(INFORMATION PROVIDED Opens)

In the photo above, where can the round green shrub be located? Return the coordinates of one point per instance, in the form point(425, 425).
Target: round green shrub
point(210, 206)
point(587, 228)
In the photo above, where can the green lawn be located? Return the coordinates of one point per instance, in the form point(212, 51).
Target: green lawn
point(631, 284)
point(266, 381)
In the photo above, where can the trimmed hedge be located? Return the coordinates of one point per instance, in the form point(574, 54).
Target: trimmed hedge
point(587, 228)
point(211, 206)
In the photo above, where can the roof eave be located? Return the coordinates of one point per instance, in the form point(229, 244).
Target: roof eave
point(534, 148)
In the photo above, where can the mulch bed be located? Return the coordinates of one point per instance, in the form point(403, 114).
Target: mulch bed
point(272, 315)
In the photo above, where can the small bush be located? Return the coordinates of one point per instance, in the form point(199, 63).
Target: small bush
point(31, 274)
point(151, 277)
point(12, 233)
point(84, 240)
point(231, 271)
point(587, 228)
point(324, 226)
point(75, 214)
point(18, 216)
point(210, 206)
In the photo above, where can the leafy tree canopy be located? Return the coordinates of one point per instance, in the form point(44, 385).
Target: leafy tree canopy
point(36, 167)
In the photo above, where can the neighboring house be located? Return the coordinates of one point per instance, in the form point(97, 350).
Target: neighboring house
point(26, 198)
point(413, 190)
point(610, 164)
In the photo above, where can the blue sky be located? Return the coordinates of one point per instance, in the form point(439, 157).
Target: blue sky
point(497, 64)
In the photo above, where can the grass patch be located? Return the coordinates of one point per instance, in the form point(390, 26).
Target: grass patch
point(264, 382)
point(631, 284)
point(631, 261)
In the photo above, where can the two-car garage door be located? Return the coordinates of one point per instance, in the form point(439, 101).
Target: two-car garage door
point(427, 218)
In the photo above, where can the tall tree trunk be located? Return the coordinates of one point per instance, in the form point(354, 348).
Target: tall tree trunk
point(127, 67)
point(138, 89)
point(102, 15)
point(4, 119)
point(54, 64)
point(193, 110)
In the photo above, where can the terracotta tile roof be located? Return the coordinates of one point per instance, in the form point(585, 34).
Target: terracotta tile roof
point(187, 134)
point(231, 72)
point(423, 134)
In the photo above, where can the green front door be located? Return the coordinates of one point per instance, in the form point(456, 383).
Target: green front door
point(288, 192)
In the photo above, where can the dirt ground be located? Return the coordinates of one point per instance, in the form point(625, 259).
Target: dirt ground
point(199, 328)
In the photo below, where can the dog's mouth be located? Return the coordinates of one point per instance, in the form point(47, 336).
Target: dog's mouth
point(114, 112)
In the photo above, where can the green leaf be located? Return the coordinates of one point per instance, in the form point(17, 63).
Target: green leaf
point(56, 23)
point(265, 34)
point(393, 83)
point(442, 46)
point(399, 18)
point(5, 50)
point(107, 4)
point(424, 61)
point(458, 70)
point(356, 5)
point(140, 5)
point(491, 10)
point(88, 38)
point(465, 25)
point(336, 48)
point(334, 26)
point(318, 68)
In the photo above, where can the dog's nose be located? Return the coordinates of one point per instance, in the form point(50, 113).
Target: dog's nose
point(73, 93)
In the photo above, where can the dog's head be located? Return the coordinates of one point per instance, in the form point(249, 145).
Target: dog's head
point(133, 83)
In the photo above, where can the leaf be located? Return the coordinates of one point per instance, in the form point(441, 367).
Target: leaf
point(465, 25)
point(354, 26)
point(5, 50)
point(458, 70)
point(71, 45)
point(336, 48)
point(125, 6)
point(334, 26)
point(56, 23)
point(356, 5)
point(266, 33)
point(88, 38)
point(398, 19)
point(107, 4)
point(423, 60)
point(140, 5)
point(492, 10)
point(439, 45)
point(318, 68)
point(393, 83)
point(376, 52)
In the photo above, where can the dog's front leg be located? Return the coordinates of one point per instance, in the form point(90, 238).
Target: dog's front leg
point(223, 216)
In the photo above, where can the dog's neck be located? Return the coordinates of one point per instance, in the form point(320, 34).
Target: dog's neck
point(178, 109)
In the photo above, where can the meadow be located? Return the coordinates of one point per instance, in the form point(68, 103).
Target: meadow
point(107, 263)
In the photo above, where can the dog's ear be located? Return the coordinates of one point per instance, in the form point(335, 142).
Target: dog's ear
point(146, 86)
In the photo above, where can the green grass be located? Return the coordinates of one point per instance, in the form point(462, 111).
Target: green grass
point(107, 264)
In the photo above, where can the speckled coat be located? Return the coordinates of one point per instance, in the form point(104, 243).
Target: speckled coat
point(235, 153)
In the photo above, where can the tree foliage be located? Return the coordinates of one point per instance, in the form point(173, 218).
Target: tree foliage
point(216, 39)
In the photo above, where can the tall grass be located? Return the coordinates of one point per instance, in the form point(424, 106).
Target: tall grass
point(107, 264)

(INFORMATION PROVIDED Closes)

WHAT THE EXERCISE ASKS: Leave out every line before the one containing "Target: speckled coat". Transcribe that line and all lines after it through the end of the data above, exactly.

SOLVED EXERCISE:
Target: speckled coat
point(235, 153)
In the photo above, where can the tree foliage be located? Return the coordinates of one point per instance, in the form point(173, 218).
Target: tree foliage
point(216, 39)
In the photo above, where can the tall grass be located? Return the coordinates of one point per instance, in the form point(424, 106).
Target: tall grass
point(107, 264)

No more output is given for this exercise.